_Problem_:
Output every record word for word.

══ Given records

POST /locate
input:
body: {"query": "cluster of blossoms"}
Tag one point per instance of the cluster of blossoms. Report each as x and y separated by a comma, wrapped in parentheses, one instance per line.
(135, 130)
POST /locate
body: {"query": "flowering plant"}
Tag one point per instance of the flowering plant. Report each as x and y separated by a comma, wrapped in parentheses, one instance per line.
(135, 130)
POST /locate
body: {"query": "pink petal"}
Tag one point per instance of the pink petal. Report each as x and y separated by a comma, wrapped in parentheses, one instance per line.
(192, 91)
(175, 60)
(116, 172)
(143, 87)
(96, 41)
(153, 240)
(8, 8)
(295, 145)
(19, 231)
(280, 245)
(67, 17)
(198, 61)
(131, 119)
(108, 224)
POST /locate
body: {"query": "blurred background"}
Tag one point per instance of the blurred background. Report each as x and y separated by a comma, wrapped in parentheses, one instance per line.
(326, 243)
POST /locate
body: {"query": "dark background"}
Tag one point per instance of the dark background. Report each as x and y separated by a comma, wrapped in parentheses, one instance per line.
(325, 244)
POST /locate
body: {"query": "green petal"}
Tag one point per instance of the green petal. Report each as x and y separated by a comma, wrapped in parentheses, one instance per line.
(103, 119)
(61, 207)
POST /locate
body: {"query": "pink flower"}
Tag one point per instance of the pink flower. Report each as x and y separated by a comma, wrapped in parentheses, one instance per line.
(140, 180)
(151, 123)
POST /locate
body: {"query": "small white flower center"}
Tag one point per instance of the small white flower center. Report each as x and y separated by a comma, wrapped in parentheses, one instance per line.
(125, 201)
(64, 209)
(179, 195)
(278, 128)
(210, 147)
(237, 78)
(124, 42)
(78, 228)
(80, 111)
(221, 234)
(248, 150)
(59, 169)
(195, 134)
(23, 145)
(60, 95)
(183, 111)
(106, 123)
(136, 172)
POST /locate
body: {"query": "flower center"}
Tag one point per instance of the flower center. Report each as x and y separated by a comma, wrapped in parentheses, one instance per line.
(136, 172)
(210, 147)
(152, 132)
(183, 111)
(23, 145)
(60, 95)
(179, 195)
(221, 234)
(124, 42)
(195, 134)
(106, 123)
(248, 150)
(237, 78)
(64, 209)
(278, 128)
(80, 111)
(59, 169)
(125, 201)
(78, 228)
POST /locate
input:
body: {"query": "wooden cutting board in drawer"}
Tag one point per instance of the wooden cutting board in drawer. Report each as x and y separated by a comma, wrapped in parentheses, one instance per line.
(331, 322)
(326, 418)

════

_Final answer_:
POST /locate
input:
body: {"query": "cluster of blossoms"}
Tag one point per instance of the cluster of blossoms. Report each as x and y separated by a comma, wrapped in parentheses, one instance per line.
(135, 130)
POST /locate
body: {"query": "flowering plant"}
Tag one point per instance of the flowering plant. Report each as x and y separated by a comma, wrapped in parentheses, one instance per line.
(135, 130)
POST /locate
body: {"query": "pink petal"}
Tag one point per instance of the pink petal. Report each as x and y separated by a comma, wrapped in parentheses, one instance per line.
(192, 91)
(175, 60)
(116, 172)
(143, 87)
(96, 41)
(153, 240)
(8, 8)
(295, 145)
(19, 231)
(280, 245)
(67, 17)
(198, 61)
(131, 119)
(108, 224)
POST /locate
body: {"query": "blurred background"}
Tag one point per instance of the blurred background. Report each as x and y separated by a comma, wrapped in parentheses, one instance per line.
(326, 243)
POST /locate
body: {"query": "dark background"}
Tag one point per instance of the dark background. Report each as x and y separated by a comma, wrapped in parentheses, one instance per line.
(325, 244)
POST /locate
body: {"query": "green petal"}
Tag one point per instance of the green petal. Report each as x and y separated by a comma, wrapped in parentheses, one instance per line.
(103, 119)
(61, 207)
POST /locate
body: {"query": "pink flower"}
Tag one point per instance of the pink flower. Report each as x and y separated by a comma, wrapped in parentheses, one instance per line.
(140, 180)
(151, 123)
POST /locate
body: {"query": "small white flower center"}
Tag one point per instance of the small white flower center. Report each as x and y separated by a comma, wrapped in parentheses, one instance per line.
(125, 201)
(64, 209)
(179, 195)
(278, 128)
(210, 147)
(237, 78)
(124, 42)
(78, 228)
(80, 111)
(221, 234)
(248, 150)
(59, 169)
(195, 134)
(23, 145)
(60, 95)
(183, 111)
(106, 123)
(136, 172)
POST /locate
body: {"query": "flower center"}
Tag one point per instance of the flower center. Report each as x and y separated by a comma, wrapped in parentheses, one instance per line.
(136, 172)
(210, 147)
(152, 132)
(183, 111)
(23, 145)
(60, 95)
(179, 195)
(221, 234)
(124, 42)
(195, 134)
(106, 123)
(248, 150)
(237, 78)
(64, 209)
(278, 128)
(80, 111)
(59, 169)
(125, 201)
(78, 228)
POST /locate
input:
body: {"query": "wooden cutting board in drawer"}
Tag one point per instance of the wooden cutting board in drawer. Report each as x and y separated by a comma, wrapped in parentheses, one instance per line.
(331, 322)
(326, 418)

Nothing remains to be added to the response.